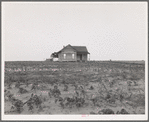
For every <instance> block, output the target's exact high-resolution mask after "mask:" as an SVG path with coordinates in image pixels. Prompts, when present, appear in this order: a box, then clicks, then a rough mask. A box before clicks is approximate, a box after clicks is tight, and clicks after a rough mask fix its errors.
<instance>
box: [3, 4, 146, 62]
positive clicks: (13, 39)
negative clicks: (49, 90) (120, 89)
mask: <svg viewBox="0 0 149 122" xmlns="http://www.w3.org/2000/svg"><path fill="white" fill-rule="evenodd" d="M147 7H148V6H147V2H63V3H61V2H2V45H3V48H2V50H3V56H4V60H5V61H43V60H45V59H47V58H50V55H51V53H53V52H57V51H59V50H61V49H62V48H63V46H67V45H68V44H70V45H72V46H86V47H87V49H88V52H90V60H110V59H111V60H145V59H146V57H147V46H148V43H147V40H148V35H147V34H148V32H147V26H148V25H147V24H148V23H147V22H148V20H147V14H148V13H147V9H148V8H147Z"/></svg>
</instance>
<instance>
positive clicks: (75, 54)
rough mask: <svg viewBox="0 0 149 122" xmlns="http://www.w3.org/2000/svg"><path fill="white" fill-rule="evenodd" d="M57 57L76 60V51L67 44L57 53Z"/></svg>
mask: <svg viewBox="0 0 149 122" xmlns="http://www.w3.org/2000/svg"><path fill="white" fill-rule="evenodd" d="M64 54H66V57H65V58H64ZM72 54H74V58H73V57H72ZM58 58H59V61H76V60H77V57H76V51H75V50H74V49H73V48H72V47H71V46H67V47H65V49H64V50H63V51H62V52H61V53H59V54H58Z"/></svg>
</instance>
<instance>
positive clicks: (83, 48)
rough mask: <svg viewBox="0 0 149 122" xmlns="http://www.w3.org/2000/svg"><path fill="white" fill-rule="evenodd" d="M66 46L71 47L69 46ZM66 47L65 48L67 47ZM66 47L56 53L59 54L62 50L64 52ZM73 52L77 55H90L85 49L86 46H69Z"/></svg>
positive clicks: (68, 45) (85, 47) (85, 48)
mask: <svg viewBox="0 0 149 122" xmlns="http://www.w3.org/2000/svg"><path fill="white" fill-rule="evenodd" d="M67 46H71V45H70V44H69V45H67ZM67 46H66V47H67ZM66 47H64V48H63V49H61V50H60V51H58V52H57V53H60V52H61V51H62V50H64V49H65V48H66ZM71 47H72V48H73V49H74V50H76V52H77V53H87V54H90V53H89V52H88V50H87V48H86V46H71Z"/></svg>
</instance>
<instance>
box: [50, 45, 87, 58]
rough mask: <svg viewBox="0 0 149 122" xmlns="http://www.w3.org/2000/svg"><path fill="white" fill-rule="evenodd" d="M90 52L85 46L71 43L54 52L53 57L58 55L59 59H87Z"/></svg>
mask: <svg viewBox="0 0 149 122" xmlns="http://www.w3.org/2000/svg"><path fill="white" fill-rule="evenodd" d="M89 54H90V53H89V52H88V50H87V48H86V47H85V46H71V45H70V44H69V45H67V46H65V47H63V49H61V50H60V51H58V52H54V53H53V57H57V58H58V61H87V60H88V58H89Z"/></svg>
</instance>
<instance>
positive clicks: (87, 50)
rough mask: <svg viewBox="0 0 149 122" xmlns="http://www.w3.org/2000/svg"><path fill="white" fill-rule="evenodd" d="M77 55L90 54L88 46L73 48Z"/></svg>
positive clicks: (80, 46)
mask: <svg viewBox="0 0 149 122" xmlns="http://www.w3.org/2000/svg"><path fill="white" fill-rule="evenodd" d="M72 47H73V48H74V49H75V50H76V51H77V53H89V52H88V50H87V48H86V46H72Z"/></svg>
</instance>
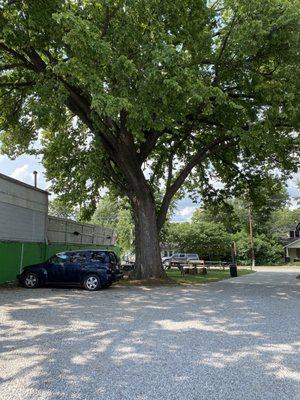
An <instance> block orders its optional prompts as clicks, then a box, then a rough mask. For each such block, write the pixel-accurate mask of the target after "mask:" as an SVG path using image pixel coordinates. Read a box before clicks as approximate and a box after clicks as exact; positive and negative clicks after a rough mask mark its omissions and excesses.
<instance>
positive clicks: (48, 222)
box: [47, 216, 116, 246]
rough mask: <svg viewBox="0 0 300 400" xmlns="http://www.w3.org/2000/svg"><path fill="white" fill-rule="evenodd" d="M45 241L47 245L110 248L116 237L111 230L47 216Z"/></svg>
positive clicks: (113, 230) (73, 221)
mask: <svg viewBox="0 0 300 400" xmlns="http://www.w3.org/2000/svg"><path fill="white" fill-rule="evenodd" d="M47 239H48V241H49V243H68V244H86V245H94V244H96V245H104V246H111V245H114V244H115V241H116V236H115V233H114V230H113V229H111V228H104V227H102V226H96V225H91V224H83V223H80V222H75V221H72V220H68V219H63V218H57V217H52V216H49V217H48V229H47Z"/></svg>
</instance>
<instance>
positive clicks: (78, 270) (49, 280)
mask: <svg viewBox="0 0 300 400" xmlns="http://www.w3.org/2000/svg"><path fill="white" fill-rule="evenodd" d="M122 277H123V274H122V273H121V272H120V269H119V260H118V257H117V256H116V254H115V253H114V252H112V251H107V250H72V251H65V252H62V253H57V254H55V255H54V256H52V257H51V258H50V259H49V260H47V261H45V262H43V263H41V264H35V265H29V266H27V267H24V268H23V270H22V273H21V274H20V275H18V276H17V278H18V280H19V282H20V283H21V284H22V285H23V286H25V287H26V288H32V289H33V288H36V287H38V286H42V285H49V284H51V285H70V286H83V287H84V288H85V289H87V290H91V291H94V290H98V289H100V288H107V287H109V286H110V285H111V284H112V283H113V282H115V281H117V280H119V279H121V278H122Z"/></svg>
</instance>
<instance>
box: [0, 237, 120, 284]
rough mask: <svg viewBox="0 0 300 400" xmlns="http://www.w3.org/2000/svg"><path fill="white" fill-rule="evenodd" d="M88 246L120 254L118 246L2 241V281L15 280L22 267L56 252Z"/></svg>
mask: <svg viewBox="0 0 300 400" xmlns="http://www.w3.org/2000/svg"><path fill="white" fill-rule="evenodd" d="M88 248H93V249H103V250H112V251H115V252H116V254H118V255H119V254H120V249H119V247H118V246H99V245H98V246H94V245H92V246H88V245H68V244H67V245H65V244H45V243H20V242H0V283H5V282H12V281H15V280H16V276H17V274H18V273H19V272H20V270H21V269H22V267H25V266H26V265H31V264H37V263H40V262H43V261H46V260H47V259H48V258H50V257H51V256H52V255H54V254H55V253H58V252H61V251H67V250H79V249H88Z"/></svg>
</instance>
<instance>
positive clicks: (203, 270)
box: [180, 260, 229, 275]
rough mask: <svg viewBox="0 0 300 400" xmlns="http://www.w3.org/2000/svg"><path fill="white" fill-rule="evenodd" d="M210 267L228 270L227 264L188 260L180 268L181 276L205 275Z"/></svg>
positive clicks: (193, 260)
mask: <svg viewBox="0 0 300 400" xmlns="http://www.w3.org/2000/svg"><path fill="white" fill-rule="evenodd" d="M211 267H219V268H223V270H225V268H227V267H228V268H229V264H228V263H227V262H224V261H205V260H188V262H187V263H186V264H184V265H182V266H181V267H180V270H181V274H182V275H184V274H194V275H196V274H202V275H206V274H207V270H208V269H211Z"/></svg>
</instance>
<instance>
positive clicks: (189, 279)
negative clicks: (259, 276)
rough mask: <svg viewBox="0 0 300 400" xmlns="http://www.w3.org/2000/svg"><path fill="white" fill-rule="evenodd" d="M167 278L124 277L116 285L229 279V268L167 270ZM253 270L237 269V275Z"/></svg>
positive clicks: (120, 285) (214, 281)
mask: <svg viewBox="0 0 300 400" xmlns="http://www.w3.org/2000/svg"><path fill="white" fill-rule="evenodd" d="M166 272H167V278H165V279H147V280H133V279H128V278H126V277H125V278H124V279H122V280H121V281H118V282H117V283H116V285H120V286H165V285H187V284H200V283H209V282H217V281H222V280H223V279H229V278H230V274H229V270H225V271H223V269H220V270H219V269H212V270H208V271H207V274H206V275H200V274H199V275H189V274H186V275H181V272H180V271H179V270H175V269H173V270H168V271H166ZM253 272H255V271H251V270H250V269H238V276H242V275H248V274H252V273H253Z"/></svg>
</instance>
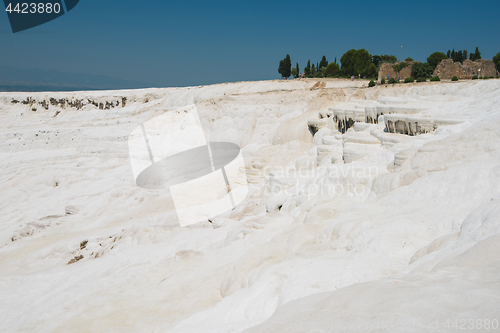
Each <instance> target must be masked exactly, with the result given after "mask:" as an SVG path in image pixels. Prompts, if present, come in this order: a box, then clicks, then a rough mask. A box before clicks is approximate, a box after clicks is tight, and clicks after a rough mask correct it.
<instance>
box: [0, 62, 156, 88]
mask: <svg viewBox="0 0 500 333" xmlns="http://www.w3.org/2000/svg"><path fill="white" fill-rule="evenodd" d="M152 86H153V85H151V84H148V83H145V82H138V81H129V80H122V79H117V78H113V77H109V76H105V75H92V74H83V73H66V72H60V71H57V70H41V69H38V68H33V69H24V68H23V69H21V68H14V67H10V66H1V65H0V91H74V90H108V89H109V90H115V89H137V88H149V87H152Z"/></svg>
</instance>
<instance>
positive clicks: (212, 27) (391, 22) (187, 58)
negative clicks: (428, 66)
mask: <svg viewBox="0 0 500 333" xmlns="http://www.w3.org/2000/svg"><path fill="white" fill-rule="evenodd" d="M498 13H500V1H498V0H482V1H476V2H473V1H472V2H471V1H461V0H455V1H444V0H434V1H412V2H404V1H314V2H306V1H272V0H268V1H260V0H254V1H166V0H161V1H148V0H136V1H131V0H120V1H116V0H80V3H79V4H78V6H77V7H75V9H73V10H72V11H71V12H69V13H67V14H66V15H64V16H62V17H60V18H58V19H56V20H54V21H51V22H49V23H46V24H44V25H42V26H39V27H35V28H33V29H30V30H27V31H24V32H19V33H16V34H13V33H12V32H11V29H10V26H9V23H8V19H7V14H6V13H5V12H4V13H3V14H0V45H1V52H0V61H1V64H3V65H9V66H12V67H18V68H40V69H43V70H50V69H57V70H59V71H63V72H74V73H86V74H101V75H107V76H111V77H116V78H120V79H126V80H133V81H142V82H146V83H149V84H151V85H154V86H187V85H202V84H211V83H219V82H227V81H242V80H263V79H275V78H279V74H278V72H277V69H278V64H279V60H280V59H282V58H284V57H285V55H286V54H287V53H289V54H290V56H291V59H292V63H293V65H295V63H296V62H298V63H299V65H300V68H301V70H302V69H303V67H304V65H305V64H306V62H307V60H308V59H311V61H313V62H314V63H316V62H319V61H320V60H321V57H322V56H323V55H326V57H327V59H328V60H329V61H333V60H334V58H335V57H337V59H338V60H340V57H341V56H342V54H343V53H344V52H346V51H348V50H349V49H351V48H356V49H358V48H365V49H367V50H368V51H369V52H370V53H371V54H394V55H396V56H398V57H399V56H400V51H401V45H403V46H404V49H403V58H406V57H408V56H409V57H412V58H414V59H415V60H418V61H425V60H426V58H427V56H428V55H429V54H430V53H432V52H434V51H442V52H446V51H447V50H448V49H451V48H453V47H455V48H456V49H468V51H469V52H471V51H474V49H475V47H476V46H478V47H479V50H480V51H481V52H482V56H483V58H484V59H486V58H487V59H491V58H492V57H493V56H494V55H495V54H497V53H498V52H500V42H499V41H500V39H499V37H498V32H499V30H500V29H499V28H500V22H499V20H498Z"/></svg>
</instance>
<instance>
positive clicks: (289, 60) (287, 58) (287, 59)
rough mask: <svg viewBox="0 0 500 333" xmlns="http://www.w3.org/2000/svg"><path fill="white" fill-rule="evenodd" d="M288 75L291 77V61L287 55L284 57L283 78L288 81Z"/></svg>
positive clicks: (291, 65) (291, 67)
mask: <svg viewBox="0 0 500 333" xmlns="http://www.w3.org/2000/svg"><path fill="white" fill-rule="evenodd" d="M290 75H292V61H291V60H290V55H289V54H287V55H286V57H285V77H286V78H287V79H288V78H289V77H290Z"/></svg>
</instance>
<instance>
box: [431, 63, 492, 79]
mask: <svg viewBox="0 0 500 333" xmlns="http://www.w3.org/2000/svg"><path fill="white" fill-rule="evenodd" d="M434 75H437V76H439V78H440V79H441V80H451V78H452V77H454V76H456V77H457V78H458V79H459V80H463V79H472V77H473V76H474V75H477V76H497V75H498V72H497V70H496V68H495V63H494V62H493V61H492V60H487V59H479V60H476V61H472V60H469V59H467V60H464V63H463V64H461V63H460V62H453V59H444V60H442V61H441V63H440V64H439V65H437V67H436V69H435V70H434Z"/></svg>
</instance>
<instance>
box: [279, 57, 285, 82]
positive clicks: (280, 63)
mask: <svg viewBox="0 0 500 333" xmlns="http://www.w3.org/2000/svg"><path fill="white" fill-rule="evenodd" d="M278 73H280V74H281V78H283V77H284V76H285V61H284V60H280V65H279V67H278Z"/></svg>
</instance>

==================================================

> **Work instruction**:
A verbatim copy of the records is expected, from their first line through the line with "positive clicks: (13, 39)", inclusive, with the pictures removed.

> **Solution to the exercise**:
For every <instance> block, output the target's exact high-resolution mask after "mask:" as an SVG path with coordinates in image pixels. Prompts, when present, appear in this order: a box, then clicks, then a rough mask. A box before clicks is approximate, a box after clicks is tight, and clicks after a rough mask fix its errors.
<instance>
box: [3, 4, 146, 62]
positive clicks: (13, 39)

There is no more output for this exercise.